Items from a data source:
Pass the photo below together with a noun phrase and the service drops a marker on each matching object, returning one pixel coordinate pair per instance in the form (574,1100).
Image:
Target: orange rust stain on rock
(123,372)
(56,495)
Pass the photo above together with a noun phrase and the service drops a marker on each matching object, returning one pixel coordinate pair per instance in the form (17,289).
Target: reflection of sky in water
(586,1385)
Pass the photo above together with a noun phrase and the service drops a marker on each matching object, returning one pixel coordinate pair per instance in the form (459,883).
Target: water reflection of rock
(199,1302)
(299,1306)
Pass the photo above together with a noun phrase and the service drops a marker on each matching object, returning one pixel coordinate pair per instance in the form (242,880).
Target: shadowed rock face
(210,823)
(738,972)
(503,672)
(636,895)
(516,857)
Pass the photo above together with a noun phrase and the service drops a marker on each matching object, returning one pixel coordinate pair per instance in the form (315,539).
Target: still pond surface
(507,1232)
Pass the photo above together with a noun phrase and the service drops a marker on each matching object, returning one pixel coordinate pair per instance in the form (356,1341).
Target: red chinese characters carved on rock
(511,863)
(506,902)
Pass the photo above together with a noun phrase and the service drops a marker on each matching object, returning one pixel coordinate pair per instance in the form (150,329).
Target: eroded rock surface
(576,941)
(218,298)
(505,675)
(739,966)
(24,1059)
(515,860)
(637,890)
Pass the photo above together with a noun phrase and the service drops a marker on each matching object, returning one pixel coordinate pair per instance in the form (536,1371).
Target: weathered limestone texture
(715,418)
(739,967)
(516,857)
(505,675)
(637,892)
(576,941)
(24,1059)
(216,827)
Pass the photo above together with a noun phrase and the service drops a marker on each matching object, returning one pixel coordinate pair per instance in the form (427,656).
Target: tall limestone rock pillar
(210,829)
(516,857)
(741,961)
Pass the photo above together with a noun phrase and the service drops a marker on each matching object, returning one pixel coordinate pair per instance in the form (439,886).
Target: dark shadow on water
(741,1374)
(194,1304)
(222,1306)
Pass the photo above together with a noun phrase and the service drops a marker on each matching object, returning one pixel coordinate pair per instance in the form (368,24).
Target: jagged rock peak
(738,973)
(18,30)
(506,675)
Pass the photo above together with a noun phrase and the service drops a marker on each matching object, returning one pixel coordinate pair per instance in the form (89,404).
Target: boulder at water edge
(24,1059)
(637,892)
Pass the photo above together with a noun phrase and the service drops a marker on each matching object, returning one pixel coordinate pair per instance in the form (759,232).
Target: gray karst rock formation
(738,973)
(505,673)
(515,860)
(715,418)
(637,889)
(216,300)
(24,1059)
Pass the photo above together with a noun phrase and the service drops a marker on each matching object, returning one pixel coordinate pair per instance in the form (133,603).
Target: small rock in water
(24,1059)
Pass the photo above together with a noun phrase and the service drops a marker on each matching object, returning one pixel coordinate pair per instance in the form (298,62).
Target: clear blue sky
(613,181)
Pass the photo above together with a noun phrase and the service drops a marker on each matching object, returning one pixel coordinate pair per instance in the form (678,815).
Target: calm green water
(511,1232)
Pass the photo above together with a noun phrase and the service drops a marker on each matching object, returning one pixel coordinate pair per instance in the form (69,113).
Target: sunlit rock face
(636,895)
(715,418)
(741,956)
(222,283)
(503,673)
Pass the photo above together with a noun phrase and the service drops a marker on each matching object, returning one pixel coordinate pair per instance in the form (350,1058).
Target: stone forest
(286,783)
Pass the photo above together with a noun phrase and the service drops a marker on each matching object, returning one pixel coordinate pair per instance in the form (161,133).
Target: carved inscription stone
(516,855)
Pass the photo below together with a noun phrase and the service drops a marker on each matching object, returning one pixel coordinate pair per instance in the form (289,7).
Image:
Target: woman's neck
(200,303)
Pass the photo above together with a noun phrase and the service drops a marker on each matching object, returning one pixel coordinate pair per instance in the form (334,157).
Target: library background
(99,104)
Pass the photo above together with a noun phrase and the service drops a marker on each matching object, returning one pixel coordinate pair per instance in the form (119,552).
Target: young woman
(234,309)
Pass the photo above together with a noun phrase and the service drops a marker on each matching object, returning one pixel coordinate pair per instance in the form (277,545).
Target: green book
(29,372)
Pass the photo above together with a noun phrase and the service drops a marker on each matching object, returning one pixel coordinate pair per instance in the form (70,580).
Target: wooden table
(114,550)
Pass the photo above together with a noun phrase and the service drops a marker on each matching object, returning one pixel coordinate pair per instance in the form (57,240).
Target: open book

§ What this task involves
Extract every line from the one with "the form (350,1058)." down to the final line above, both included, exactly as written.

§ Written response
Pass the photo above together with a noun phrase and the service drops a marker on each matching object, returning one pixel coordinate pair per instance in the form (350,1058).
Target: stone forest
(286,783)
Pass the photo above together with a noun phrase and the service drops a marker on each matching object, returning one pixel coordinate pair per instance in the form (161,133).
Target: carved inscription stone
(516,855)
Pass the photo below together with a noun phrase and the service drops a marker on each matching object, returning one pixel coordinate pair per instance in the form (289,7).
Image:
Target: woman's neck
(200,303)
Pass the photo above together with a noun phrase and the service drops a marker on each matching object, returning one pixel coordinate pair per instance in the form (334,157).
Target: library background
(99,104)
Pass the photo above together with a noun phrase and the service drops a marker on each matching object, returning one pixel coordinate pair per instance in the form (119,552).
Target: young woman
(234,309)
Pass the photo above together with a noun phrase and the service drops a marker on each matching object, returning one pixel coordinate pair per instance in the form (277,545).
Target: green book
(29,372)
Pass the photo above together with a noun phrase and the service drops a marker on each matching object, returning one pixel coordinate pair per instance in the form (70,580).
Target: wooden table
(114,550)
Pass the photo above together with a noun phrase and the service drops a marker on each matching object, returning one pixel coordinate pair per instance in the form (57,240).
Target: open book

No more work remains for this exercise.